Extracted records
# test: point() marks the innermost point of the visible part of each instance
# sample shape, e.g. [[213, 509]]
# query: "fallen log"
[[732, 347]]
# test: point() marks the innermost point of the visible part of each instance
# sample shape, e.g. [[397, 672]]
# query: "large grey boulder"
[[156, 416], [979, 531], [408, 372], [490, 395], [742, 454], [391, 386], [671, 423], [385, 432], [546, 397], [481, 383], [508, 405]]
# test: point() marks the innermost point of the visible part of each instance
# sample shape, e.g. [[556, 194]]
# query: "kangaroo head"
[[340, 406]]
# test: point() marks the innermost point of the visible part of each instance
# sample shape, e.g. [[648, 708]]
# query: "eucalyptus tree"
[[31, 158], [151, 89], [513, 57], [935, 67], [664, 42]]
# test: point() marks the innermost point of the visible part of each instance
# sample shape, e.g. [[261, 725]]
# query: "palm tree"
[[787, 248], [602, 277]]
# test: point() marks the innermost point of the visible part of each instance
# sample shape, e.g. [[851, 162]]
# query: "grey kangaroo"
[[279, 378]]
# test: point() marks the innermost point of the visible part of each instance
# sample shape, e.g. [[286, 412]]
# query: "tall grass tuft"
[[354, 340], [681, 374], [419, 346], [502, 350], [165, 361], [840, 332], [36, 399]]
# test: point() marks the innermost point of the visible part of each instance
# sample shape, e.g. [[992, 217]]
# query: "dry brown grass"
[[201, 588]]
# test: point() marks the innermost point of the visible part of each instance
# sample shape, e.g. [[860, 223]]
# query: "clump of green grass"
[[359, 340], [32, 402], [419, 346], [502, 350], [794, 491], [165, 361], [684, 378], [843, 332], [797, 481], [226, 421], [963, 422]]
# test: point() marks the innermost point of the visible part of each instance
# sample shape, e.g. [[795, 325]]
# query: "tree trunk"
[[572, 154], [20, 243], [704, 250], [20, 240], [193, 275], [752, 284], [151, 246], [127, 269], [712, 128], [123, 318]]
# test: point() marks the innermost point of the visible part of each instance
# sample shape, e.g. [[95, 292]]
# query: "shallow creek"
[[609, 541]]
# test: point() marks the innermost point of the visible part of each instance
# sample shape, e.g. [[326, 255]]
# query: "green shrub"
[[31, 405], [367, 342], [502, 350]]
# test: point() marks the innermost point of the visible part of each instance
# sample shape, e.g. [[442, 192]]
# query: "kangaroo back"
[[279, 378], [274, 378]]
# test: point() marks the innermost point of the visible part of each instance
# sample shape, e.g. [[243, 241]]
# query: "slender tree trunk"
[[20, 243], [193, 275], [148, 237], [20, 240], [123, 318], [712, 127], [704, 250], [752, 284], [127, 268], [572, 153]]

Task to carry out
Rewrite every line of the records above as a Markdown table, leaving out blank lines. Use a "Row" column for the line number and a "Line" column for the text.

Response for this exercise
| Row | Line |
|---|---|
| 1 | # test: point() marks the innermost point of the visible part of each instance |
| 2 | # sample shape, e.g. [[213, 509]] |
| 3 | # query: "fallen log" |
| 4 | [[732, 347]] |
| 5 | # test: point() marks the innermost point of the visible part of each instance |
| 6 | # sample shape, e.g. [[397, 672]] |
| 7 | # query: "large grey boulder" |
| 8 | [[156, 416], [979, 531], [408, 372], [490, 395], [742, 454], [391, 386], [671, 423], [385, 432], [546, 397], [481, 383], [508, 405]] |
| 9 | # test: point() marks the innermost point of the visible part of each instance |
| 10 | # sample shape, e.g. [[556, 194]] |
| 11 | # query: "kangaroo head" |
| 12 | [[340, 406]] |
| 13 | # test: point() marks the innermost point of the visible part of each instance |
| 14 | # sample shape, e.g. [[648, 708]] |
| 15 | # query: "eucalyptus tree" |
| 16 | [[31, 158], [151, 89], [513, 57], [935, 67], [664, 42]] |
| 17 | # test: point() marks the innermost point of the visible part of each instance |
| 18 | # sample shape, e.g. [[261, 725]] |
| 19 | # query: "palm tree" |
| 20 | [[787, 248], [602, 277]] |
| 21 | # test: point() marks the innermost point of the visible part of each instance |
| 22 | # sample shape, e.g. [[851, 162]] |
| 23 | # query: "grey kangaroo" |
| 24 | [[279, 378]] |
| 25 | # test: point() marks the innermost point of the visible part of each instance |
| 26 | # sample shape, e.g. [[286, 412]] |
| 27 | # query: "tall grass tuft" |
| 28 | [[354, 340], [681, 374], [419, 346], [502, 350], [165, 361], [840, 332], [36, 399]] |
| 29 | # test: point() marks the innermost point of the visible part of each instance |
| 30 | # sample shape, e.g. [[992, 217]] |
| 31 | # query: "dry brown grass" |
| 32 | [[201, 588]] |
| 33 | # test: point() marks the innermost point of the visible part of each instance |
| 34 | # sample shape, e.g. [[860, 223]] |
| 35 | # query: "clump of green grass" |
| 36 | [[359, 340], [32, 402], [419, 346], [502, 350], [794, 491], [165, 361], [684, 378], [843, 332], [797, 481], [226, 421], [963, 422]] |
| 37 | # test: point() marks the innermost point of the visible part of each instance |
| 38 | # sample shape, e.g. [[795, 325]] |
| 39 | # query: "tree trunk" |
| 40 | [[572, 154], [20, 243], [704, 250], [20, 240], [193, 275], [752, 284], [151, 246], [127, 269], [712, 128], [123, 318]] |
| 41 | # test: point() marks the innermost point of the visible part of each instance |
| 42 | # sample shape, e.g. [[95, 292]] |
| 43 | # query: "shallow creek" |
| 44 | [[609, 541]] |
| 45 | # test: point() marks the innermost point of the visible part of each instance |
| 46 | # sample shape, e.g. [[326, 255]] |
| 47 | # query: "green shrub" |
| 48 | [[31, 405], [367, 342], [502, 350]] |
| 49 | # test: point() marks the innermost point of the visible part of each instance |
| 50 | # sample shape, e.g. [[442, 192]] |
| 51 | # query: "kangaroo back" |
| 52 | [[279, 378], [274, 378]] |
| 53 | # test: point() marks the innermost point of the visible part of each instance |
| 54 | # sample shape, e.g. [[243, 241]] |
| 55 | # query: "slender tree trunk" |
| 56 | [[20, 243], [193, 275], [148, 237], [20, 240], [123, 318], [712, 127], [704, 250], [752, 284], [127, 268], [572, 153]] |